EXERCISE SET →
1. Return the passage from the reader comments on the article, starting at "I would like" and ending at "should be checked.", copied word for word.
2. According to the reader comments on the article, which date does the separated heading show, and which date does the article show?

DOCUMENT EXTRACT →
# # # # # # #
This supposedly took place in the horse and buggy era. Yet there are numerous references to automobiles in the article. Terminology used is more like 20th century, than 19th.
 
1. On the first page, right column is the statement "...requested me to stop the car..."
 
2. Also in the right column, first page "Yost, a motorman..." Motorman was a term for early car drivers.
 
3. The separated heading shows the date Nov 22. The article shows Nov. 21.
 
4. Left column, second page: "The most peculiar feature was a powerful headlight..." and "a crowded car"
 

Comment
dan_schmidt@adp.com
3-24-5
 
I would like to elaborate on Ted's comments.
 
1. "requested me to stop the car". The word car applies to many forms of transportation. Trains have cars, there are cable cars, and trolley cars. Electric vehicles were in existence before internal combustion powered vehicles. I don't know if Oakland had electric buses at the time, but that could explain the word car.
 
2. "Yost, a motorman..." Notice the sentence says, "Yost, a motorman of the Piedmont road..." The article mentions passengers, and being behind time. To me that implies a professional driver on a route. The term motorman was and still is used for drivers of cable cars in SF. Again, I don't know when the first cable cars started running, but these are some facts that should be checked.
# # # # # # #
PROVIDED RECORDS →

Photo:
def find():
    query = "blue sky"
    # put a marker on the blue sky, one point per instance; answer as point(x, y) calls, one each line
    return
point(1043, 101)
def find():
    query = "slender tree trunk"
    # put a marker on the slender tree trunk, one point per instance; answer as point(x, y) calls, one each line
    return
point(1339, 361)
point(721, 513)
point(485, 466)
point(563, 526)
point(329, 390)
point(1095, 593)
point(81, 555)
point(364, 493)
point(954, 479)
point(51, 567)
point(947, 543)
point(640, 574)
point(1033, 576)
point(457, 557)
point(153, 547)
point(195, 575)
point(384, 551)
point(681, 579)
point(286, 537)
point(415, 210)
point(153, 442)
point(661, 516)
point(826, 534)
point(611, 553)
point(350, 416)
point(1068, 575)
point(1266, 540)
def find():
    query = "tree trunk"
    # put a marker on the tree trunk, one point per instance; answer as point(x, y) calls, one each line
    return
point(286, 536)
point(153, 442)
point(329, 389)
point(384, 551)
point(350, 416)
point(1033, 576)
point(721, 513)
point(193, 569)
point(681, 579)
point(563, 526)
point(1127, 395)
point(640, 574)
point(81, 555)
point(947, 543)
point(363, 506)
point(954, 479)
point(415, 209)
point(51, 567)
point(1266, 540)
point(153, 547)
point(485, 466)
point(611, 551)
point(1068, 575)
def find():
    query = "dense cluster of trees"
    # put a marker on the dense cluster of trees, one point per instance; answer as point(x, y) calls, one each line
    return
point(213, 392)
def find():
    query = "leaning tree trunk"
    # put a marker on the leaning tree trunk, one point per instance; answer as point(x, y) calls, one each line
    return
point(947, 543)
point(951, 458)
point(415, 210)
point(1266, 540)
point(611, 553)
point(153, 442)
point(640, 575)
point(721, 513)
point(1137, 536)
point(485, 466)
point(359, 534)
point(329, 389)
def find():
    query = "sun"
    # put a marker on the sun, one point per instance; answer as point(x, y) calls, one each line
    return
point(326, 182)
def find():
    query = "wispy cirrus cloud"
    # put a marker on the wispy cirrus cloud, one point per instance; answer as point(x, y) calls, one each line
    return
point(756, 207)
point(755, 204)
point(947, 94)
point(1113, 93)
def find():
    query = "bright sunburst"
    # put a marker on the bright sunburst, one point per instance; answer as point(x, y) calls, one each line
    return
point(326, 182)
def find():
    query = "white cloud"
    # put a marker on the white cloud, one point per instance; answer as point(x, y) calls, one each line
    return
# # # # # # #
RESPONSES TO THE EXERCISE →
1.
I would like to elaborate on Ted's comments.
 
1. "requested me to stop the car". The word car applies to many forms of transportation. Trains have cars, there are cable cars, and trolley cars. Electric vehicles were in existence before internal combustion powered vehicles. I don't know if Oakland had electric buses at the time, but that could explain the word car.
 
2. "Yost, a motorman..." Notice the sentence says, "Yost, a motorman of the Piedmont road..." The article mentions passengers, and being behind time. To me that implies a professional driver on a route. The term motorman was and still is used for drivers of cable cars in SF. Again, I don't know when the first cable cars started running, but these are some facts that should be checked.

2. The separated heading shows Nov 22, and the article shows Nov. 21.